What the task asks:
Present everything in the material from the line that contains "Please locate the road" down to the line that contains "(1092, 705)", both included, as a Markdown table with the columns Number and Entry. Give each line its own row and leave out blank lines.

Items:
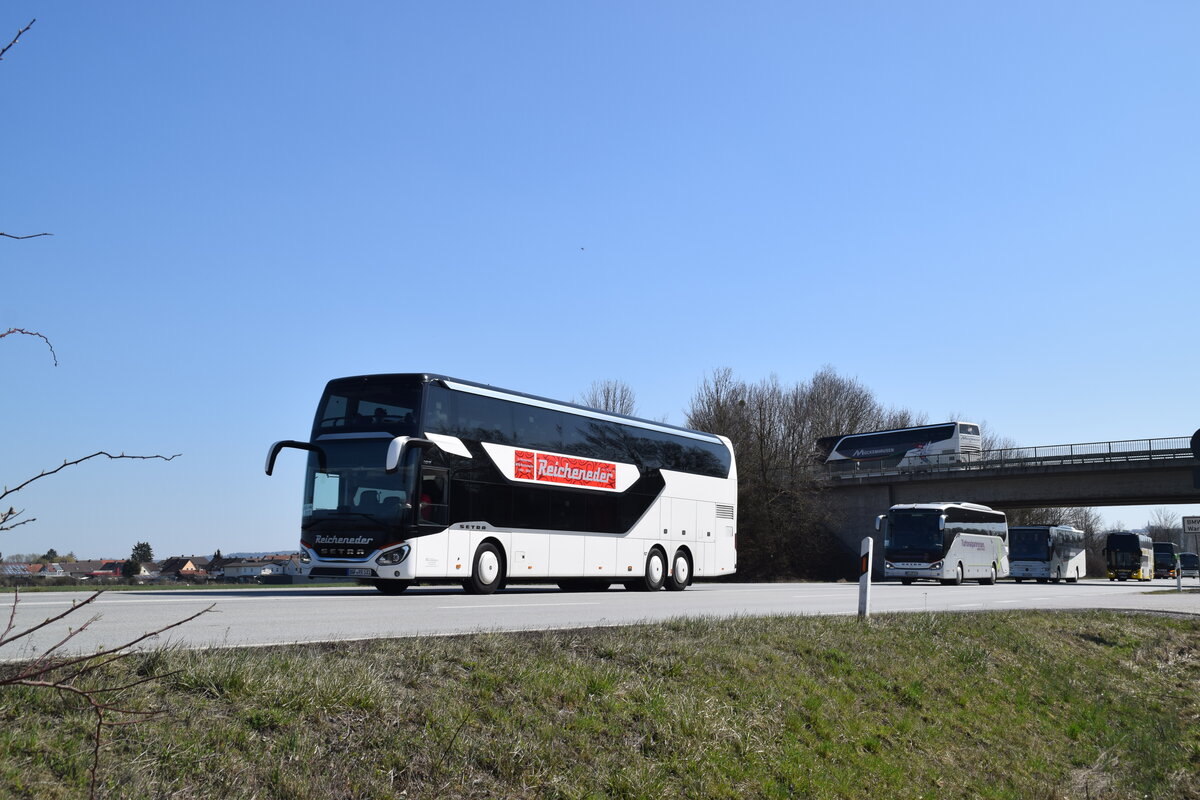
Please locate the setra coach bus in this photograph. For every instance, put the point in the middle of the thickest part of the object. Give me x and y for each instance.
(1047, 553)
(945, 541)
(1129, 555)
(924, 446)
(421, 477)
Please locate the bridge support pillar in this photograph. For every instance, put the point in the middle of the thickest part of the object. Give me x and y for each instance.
(853, 518)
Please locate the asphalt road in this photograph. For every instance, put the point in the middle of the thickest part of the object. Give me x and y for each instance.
(279, 615)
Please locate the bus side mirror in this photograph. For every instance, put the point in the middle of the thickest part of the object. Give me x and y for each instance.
(274, 452)
(396, 451)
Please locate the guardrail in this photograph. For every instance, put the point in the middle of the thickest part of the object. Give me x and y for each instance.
(1129, 450)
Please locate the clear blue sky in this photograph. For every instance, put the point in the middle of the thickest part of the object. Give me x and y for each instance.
(987, 210)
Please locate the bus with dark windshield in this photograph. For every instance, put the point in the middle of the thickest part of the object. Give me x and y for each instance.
(423, 477)
(1129, 555)
(1047, 553)
(945, 541)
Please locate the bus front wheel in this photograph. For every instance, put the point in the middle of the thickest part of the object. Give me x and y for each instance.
(486, 571)
(655, 573)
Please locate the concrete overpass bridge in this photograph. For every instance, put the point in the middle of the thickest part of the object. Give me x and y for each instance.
(1140, 471)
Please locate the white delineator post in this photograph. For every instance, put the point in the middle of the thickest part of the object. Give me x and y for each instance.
(864, 581)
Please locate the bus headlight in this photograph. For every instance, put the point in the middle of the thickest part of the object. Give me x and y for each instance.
(394, 557)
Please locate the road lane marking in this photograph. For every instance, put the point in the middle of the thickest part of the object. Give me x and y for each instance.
(511, 606)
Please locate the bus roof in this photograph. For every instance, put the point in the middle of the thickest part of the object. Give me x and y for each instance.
(943, 504)
(534, 400)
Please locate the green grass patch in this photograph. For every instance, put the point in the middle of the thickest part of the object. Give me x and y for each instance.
(1092, 705)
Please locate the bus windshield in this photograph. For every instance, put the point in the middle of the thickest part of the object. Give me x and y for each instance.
(915, 534)
(388, 403)
(1029, 545)
(354, 486)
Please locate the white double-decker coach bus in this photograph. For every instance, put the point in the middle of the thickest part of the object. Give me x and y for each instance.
(945, 541)
(425, 477)
(925, 446)
(1047, 553)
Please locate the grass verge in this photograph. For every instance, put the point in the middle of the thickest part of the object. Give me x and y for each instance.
(1024, 704)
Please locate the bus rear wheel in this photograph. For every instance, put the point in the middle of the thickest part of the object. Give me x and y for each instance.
(681, 572)
(486, 571)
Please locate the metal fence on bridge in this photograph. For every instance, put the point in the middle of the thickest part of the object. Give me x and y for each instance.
(1129, 450)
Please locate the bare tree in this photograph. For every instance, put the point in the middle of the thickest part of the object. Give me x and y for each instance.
(784, 517)
(6, 48)
(6, 517)
(55, 671)
(1164, 525)
(611, 395)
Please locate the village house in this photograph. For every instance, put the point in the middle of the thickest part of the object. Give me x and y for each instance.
(185, 567)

Exercise response:
| Number | Entry |
|---|---|
| 1 | Please locate the road lane marking in this photograph. For every instance, put the point in the middle of the thickest part of the object. Give me x and y for each instance. |
| 2 | (511, 606) |
| 3 | Please locate the bus roof in this photograph. For every instance, put the point in the middle of the thickest part of the object. Give me x and y for each instance. |
| 4 | (943, 504) |
| 5 | (534, 400) |
| 6 | Please locate the green grass patch in this photograph. For every instance, put the point in the middle of the thickest part of the object. Give me x and y for each instance. |
| 7 | (1092, 705) |